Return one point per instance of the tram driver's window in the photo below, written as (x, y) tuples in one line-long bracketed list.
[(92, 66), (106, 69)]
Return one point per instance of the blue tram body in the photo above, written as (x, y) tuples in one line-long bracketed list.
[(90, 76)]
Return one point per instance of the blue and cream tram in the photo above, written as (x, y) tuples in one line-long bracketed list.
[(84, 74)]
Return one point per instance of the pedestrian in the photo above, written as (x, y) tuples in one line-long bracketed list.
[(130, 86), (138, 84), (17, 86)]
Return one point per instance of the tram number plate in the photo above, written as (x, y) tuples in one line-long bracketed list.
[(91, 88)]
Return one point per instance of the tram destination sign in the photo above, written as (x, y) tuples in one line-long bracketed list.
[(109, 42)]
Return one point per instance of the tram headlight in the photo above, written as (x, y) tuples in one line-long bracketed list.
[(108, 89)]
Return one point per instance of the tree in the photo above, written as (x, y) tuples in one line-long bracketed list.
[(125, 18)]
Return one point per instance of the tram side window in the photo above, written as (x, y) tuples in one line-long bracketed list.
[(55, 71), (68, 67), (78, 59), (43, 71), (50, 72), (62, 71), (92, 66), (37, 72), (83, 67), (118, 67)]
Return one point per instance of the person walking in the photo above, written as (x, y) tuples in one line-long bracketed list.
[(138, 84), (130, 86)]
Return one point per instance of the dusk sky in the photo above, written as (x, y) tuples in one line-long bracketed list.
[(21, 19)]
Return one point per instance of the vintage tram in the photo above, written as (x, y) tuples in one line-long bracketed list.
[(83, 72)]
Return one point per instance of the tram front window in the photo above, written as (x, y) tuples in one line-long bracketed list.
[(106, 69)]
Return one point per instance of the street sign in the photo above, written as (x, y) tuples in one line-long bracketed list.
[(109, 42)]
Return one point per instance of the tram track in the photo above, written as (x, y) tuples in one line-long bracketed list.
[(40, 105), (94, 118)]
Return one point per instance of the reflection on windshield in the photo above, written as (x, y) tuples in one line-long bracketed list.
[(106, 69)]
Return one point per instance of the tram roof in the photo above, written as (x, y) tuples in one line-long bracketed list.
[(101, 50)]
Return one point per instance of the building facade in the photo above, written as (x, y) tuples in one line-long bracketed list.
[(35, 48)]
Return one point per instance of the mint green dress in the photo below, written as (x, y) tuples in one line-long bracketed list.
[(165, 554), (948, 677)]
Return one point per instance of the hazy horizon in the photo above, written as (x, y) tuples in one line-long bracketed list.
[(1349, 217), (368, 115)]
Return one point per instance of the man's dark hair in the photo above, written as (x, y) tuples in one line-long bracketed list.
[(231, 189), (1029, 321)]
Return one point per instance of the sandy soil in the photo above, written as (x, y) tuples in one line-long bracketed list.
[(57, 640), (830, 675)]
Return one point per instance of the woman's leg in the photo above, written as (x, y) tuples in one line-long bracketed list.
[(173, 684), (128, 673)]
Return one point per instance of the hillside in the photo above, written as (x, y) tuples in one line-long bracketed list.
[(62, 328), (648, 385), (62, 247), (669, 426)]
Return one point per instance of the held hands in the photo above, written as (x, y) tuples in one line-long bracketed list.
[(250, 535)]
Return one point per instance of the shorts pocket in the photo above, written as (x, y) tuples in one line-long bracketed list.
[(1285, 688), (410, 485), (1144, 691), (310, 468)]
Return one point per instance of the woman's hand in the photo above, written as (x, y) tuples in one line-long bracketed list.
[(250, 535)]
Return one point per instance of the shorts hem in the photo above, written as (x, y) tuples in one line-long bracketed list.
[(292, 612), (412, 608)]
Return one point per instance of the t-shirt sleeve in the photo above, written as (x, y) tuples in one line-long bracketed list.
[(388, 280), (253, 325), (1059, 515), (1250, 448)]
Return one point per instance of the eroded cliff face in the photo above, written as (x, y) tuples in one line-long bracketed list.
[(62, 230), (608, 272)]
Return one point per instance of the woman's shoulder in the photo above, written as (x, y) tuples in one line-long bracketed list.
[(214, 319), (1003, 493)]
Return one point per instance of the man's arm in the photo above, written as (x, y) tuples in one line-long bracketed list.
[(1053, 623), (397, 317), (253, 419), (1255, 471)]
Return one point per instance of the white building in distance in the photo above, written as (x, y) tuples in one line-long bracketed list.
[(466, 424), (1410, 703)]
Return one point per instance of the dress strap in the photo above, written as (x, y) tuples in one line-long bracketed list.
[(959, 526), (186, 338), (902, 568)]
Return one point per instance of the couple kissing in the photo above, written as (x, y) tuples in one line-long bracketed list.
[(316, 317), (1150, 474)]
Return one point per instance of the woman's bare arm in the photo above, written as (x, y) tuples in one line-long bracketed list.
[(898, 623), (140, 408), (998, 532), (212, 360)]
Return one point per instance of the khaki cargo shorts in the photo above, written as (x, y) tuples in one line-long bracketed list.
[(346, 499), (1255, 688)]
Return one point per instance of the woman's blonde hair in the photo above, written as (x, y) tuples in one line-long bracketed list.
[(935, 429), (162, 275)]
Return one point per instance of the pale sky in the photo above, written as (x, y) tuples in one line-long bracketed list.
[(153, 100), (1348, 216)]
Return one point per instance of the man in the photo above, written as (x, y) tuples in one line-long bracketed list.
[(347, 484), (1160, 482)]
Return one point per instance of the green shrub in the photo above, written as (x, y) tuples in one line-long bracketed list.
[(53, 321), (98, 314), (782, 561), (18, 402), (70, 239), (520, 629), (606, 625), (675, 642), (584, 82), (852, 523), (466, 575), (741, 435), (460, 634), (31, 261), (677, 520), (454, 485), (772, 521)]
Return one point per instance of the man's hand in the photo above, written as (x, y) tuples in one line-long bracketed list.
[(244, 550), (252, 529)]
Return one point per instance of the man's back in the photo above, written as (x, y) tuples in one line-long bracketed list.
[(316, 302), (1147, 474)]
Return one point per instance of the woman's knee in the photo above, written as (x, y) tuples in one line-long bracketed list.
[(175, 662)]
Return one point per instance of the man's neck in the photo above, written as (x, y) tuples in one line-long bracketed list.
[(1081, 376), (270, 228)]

■ WHAT THE EXERCISE ASKS
Without leaving anything out, repeat every entry shown above.

■ ANSWER AREA
Return one point per instance of the tram driver's window in the photo below, written as (x, y) tuples in one line-long bracketed list.
[(92, 66), (106, 69)]
Return one point per instance of the blue tram body in the photo above, written as (x, y) tuples in one line-long bracketed list.
[(90, 76)]
Return one point per instance of the blue and cream tram in the photo above, written as (x, y) tuples in one line-long bracketed list.
[(84, 74)]
Return one point per instance of the pedestrian in the photo above, written as (x, y) tuples in one line-long bracketed list.
[(130, 86), (138, 84), (17, 86)]
Return one point per instance of the tram number plate in the photo above, written as (x, y) tuples in one line-long bracketed list.
[(91, 88)]
Return one point per instance of the tram destination sign in the photo above, written as (x, y) tuples in one line-long bracketed list.
[(109, 42)]
Return one point per instance of the tram headlight in the photo above, written as (x, y) tuples in one line-long bracketed list.
[(108, 89)]
Return one point per instance of the tree in the photo above, written as (x, y) tuples in one line-long bracketed list.
[(125, 18)]
Return one point per instance of the tram side window in the photo above, written as (x, y) tuples in one line-long bracketed list.
[(55, 71), (68, 67), (78, 59), (43, 71), (50, 72), (62, 71), (92, 66), (37, 72), (83, 67), (118, 67)]
Return one point per instance of the person walking in the photo above, written as (x, y) tuples in one line-long bracketed list.
[(138, 84), (130, 86)]
Return one point per instance of the dusk sky in the photo above, written as (x, y) tuples in one line-long bracketed list.
[(21, 19)]
Return one point per instance of the vintage tram in the photo above, written as (x, y) tuples in one line-long bracketed list.
[(83, 72)]
Return one point per instance of the tram front window in the photo above, written as (x, y) tuples in one line-long bracketed list.
[(106, 69)]
Return one point per instance of the street sign in the photo above, written as (x, y) tuples in one line-long bracketed list.
[(109, 42)]
Return one point per instance of the tram track in the photo above, written as (x, y) tuples in one line-long bracketed list.
[(40, 105), (94, 118)]
Return one point per instance of the reflection on windshield in the photo above, written as (x, y) tuples in one line-long bracketed list.
[(106, 69)]
Return one point per instance of the tram roof in the photo above, written as (x, y) tuples in one line-long bracketed list.
[(101, 50)]
Return one point per instance of the building facade in the photo above, written as (x, y) tuples in one line-long bracketed list.
[(35, 48)]
Return one point per instance of the mint green dress in the photo below, written as (x, y) tuples in one line-long bracketed list.
[(165, 554), (948, 677)]
Return one point per instance of the hazy horizon in the photo above, written as (x, y) tuples in one line-long bracketed list.
[(1349, 217), (368, 115)]
Return one point per instance of the man's dark hair in the photo above, written as (x, y) tuples in one line-long bracketed list.
[(231, 189), (1029, 321)]
Return one point per instance of the sandy soil in the photo above, written as (x, y) tuples in one line-long bracketed list.
[(57, 640), (830, 675)]
Return one point per instance of the woman's leg in the photo above, written as (x, y) tuples in one line-long bracketed list.
[(173, 684), (128, 673)]
Return one point per instance of the hillside in the photo above, written as (x, y) tuples in one line-long bracketed list.
[(62, 328), (648, 385), (62, 247), (669, 426)]
Return one point per instance of the held hands in the photo above, written as (x, y) tuples in one line-long bracketed list.
[(250, 535)]
Return one point per instance of the shorts pocket in the photo above, written as (x, y) tuples in one line-long bracketed list.
[(1285, 688), (410, 485), (1144, 691), (310, 468)]
Return one point per instance of the woman's hand in the photo above, written as (x, y) tuples in one line-long bracketed list.
[(250, 535)]
Return one point per instance of the shorts hem in the photo above, written as (x, y) tuples in one line-long bracketed list.
[(292, 612), (412, 608)]
Return one point per instance of the t-shirt sleeve in the photo above, written as (x, y) tuples in one line-long bracketed list.
[(388, 280), (253, 325), (1059, 515), (1250, 448)]
Return one point per instance of the eroded cliff face in the photo above, written as (x, y) tuples in one line-long bracketed list.
[(62, 230), (608, 272)]
Return one point per instance of the woman's shoulder in the photo above, written as (x, y) tuples in one line-long bracketed list.
[(214, 319), (1003, 493)]
Return one point per instance of the man's arm in the photo above, written as (x, y) tuples in one line-long bracketed list.
[(1053, 623), (397, 317), (253, 419), (1255, 471)]
Return one point per instance of the white building in distance in the photo above, written as (x, y) tuples in one line-long bracketed list.
[(466, 424), (1410, 703)]
Return one point per instance of the dress strap in the photo above, written as (x, y) tuples in one line-long bracketed list.
[(959, 526), (186, 338), (902, 568)]
Return one point per instance of the couple kissing in the photo above, written as (x, y) tuples in one line-long bracketed list.
[(316, 317), (1150, 474)]
Return one point per instance of the woman's bare arm in the photo above, written as (x, y) tuples in one line-long bracketed list.
[(898, 623), (140, 408), (998, 532), (212, 360)]
Return one point per instance of the khaki cargo shorts in the photo above, written as (x, y) tuples in one line-long bracketed list.
[(346, 499), (1255, 688)]
Return one point per instance of the woman's blonde hair in the photo above, written as (x, y) tuples in one line-long bracketed list.
[(935, 429), (162, 275)]
Return one point per instance of the pale sky in the photo above, written as (x, y) tuples in one line-long bracketed list.
[(153, 100), (1348, 216)]
Return one point per instance of the man in the photo above, written as (x, y) tuples in one line-long bracketed list.
[(347, 484), (1160, 482)]
Return one point per instance of the green shrub in the photo above, written as (x, y) tuples in one line-long bracketed list.
[(53, 321), (98, 314), (782, 561), (18, 402), (70, 239), (520, 629), (606, 625), (675, 642), (584, 82), (852, 523), (466, 575), (741, 435), (460, 634), (31, 261), (677, 520), (454, 485), (772, 521)]
Return one point per instance of the man's hand in the photo above, written as (x, y) tuples in one line-long bracketed list.
[(244, 550), (252, 529)]
Return one point per instance of the man's back in the photo above, written as (x, y) tuples in one line-long bracketed list.
[(316, 302), (1147, 474)]
Return one point per instance of the woman's knee in the photo above, written as (x, y) tuples in one line-long bracketed list.
[(175, 662)]
Return one point per instance of the man's neck in the photo above, written as (x, y) tuples in one line-long bracketed list.
[(1081, 376), (270, 228)]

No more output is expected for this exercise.